"""

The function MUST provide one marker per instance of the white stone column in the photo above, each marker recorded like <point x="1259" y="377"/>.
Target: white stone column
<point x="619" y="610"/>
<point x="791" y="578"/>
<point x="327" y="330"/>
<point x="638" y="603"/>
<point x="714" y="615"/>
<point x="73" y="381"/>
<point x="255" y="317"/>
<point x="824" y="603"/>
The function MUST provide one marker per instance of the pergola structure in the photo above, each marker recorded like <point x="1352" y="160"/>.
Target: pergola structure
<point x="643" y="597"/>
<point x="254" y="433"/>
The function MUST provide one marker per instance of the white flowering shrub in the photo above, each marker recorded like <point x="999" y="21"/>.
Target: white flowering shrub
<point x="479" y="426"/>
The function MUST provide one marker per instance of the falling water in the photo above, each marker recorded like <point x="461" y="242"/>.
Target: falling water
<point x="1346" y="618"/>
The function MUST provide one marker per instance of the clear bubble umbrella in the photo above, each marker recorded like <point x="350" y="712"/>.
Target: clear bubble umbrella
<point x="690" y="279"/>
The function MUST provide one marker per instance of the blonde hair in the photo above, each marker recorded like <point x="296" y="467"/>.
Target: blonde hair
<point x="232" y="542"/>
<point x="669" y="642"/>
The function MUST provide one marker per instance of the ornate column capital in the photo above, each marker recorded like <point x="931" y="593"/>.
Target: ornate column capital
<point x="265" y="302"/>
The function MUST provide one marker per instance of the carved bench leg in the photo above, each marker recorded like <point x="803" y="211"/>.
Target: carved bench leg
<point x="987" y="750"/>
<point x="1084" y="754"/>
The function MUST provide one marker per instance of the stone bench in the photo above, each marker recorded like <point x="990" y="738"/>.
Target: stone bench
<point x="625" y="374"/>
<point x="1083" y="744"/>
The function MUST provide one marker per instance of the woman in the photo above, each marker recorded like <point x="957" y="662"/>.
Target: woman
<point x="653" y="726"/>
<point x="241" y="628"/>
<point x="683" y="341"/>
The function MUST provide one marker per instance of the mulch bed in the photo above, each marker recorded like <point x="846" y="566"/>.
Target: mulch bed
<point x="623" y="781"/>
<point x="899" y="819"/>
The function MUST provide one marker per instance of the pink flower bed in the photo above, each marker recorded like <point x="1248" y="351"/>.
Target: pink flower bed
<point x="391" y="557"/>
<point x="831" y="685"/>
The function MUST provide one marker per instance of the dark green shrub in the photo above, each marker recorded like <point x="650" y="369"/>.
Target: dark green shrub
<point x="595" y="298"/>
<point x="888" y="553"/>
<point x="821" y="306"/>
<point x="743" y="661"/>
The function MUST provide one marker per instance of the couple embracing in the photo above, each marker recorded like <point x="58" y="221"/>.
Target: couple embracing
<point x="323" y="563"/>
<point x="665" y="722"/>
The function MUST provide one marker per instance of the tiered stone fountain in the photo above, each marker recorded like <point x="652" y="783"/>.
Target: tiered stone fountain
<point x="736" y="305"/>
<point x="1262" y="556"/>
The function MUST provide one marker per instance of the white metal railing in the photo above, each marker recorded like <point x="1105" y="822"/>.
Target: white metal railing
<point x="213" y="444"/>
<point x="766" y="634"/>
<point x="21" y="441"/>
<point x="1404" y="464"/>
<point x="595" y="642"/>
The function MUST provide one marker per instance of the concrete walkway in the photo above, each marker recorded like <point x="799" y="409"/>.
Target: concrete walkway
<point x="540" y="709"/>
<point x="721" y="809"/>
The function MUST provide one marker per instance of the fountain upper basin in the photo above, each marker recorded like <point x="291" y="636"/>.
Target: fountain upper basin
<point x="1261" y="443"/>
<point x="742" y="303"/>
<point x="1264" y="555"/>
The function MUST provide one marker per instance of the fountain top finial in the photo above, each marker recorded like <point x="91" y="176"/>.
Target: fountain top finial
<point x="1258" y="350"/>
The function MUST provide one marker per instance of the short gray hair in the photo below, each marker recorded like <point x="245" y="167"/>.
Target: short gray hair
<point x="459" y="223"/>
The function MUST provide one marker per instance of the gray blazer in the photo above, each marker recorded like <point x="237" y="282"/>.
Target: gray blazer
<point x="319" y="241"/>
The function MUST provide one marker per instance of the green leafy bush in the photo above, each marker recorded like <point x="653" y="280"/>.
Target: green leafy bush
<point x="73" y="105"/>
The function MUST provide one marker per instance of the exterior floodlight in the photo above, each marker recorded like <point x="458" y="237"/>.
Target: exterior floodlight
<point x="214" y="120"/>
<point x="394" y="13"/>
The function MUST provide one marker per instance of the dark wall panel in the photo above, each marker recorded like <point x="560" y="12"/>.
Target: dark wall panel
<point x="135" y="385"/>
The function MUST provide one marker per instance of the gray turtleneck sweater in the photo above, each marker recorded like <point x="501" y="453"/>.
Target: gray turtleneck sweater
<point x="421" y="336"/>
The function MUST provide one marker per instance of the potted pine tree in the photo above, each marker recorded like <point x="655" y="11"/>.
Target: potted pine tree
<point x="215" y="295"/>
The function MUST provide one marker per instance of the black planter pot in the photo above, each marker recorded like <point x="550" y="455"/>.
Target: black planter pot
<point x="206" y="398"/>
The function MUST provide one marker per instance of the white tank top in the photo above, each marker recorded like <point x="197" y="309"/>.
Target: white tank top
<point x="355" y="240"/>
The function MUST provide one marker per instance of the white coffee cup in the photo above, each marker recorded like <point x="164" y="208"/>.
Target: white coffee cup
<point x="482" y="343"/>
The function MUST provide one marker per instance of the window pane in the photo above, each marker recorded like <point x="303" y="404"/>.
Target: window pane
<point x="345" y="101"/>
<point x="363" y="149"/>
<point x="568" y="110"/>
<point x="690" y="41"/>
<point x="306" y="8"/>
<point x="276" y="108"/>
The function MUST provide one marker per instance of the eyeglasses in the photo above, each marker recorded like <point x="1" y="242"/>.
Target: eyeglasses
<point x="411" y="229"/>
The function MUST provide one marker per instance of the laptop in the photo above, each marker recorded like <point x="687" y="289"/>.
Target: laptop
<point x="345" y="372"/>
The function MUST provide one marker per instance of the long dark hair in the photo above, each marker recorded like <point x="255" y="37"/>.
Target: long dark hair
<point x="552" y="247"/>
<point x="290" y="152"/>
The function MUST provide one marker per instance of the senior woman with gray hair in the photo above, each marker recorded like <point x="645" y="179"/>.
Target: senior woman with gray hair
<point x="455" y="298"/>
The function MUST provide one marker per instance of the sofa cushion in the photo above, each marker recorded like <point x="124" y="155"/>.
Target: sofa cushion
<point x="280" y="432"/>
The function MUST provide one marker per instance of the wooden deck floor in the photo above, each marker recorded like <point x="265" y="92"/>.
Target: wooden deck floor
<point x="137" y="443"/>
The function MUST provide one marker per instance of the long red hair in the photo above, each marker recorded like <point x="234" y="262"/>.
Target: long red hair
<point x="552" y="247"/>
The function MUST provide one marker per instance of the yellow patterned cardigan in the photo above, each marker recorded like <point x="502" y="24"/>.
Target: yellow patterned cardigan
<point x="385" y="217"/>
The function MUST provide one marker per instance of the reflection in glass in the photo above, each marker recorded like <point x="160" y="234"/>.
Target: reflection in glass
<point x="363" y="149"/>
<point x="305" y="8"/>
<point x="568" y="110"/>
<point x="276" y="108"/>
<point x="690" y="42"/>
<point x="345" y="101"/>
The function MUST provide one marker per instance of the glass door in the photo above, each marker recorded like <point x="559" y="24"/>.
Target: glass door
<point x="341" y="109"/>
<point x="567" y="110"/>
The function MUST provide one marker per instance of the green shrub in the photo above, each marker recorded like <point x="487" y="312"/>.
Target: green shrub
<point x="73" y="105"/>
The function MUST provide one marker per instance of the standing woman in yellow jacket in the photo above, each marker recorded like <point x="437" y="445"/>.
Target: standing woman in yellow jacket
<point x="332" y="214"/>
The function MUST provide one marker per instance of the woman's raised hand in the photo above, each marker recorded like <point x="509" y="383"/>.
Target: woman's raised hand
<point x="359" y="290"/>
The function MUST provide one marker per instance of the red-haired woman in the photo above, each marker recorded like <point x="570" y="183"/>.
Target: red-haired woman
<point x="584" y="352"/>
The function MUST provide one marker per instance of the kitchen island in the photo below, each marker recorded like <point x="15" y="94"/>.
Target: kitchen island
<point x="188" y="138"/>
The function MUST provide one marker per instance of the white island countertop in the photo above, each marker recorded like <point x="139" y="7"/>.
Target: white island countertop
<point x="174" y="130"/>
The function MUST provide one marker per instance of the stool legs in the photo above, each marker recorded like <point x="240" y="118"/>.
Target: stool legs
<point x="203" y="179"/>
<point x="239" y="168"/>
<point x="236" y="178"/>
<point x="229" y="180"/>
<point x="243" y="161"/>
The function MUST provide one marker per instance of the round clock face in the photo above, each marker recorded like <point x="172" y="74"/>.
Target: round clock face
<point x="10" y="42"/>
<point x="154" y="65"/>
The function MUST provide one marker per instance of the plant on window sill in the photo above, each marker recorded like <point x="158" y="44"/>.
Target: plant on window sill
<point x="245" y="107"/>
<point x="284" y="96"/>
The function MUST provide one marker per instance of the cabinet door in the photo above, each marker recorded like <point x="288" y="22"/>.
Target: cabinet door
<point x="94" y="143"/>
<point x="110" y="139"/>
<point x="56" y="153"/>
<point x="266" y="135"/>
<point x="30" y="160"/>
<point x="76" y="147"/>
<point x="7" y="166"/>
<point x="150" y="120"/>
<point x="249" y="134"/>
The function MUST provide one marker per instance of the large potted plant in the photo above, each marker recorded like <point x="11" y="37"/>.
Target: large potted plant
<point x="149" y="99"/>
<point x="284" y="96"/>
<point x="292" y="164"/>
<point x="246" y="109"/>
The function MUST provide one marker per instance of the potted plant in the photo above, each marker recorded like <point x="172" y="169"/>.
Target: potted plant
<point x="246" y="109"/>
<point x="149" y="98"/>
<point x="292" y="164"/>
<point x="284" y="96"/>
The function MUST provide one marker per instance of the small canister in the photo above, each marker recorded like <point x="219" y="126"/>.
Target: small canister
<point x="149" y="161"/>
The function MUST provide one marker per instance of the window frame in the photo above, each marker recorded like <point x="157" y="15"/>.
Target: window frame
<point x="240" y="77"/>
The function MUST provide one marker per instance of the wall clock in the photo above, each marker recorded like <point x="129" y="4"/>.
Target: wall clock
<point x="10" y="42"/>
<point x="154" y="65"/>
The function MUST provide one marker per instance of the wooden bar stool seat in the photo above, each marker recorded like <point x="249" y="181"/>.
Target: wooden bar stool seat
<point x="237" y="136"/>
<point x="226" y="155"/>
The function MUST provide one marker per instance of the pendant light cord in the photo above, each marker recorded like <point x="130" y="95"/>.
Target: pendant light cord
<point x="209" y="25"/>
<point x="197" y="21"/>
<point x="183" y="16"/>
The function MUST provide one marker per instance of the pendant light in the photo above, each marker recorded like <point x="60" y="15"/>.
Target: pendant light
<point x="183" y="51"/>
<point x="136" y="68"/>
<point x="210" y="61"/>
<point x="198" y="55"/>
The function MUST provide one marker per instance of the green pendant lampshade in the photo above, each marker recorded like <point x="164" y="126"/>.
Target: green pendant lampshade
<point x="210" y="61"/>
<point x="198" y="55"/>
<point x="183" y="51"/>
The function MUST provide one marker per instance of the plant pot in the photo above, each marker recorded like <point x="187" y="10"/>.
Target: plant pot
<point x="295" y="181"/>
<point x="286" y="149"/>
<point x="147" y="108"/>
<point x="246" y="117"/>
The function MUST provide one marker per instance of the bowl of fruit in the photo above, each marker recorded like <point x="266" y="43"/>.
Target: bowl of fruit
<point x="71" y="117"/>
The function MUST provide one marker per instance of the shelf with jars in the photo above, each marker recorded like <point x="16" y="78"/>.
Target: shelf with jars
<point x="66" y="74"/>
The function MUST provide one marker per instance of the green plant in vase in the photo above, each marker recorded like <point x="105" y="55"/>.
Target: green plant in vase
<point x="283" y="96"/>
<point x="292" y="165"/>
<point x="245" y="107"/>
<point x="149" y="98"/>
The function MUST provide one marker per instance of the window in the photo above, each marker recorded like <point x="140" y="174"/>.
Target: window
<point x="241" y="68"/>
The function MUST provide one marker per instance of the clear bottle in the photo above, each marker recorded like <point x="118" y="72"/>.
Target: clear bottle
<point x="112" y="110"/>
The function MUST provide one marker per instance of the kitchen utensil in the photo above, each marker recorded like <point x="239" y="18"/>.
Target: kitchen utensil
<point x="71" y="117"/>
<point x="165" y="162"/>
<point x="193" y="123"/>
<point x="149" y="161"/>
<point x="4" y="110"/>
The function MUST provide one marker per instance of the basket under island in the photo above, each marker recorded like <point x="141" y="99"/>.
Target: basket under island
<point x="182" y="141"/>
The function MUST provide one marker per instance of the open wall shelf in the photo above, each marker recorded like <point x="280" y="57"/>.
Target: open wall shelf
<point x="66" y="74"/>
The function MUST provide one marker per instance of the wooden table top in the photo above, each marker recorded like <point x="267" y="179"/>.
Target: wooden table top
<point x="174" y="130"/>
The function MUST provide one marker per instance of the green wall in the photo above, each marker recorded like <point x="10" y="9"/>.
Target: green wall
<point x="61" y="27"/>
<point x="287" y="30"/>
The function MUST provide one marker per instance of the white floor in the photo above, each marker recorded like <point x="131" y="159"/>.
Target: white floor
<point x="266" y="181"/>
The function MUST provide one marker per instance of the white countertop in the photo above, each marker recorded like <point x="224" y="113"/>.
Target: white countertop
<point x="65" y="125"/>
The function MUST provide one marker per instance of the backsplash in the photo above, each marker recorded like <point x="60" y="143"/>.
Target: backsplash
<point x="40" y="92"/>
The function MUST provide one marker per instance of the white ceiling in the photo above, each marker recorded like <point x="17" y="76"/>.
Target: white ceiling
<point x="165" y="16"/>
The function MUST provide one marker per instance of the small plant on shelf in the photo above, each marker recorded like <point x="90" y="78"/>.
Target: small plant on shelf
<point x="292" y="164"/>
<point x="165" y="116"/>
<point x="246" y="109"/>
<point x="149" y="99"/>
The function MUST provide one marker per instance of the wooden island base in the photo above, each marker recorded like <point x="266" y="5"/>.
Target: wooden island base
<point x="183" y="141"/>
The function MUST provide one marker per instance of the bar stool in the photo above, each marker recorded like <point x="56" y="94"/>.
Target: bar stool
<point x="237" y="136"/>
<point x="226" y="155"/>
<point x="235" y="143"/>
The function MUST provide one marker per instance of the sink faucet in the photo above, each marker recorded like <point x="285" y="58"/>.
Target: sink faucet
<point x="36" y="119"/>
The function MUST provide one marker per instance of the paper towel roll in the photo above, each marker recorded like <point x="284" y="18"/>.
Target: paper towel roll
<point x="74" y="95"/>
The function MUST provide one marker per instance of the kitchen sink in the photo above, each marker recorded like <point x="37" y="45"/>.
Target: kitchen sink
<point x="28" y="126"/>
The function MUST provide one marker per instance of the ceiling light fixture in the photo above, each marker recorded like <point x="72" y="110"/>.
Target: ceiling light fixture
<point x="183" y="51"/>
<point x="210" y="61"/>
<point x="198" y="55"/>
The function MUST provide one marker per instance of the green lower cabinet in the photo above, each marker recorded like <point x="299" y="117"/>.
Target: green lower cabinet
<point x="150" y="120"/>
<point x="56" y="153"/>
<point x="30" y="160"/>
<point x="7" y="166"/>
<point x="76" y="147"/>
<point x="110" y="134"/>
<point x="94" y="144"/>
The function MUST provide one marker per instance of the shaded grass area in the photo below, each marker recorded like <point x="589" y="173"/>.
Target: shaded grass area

"""

Whichever lines of the data include the word "grass", pull them out.

Exercise response
The function MUST provide one marker per instance of the shaded grass area in the photo below, each marker recorded like <point x="589" y="173"/>.
Target: shaded grass area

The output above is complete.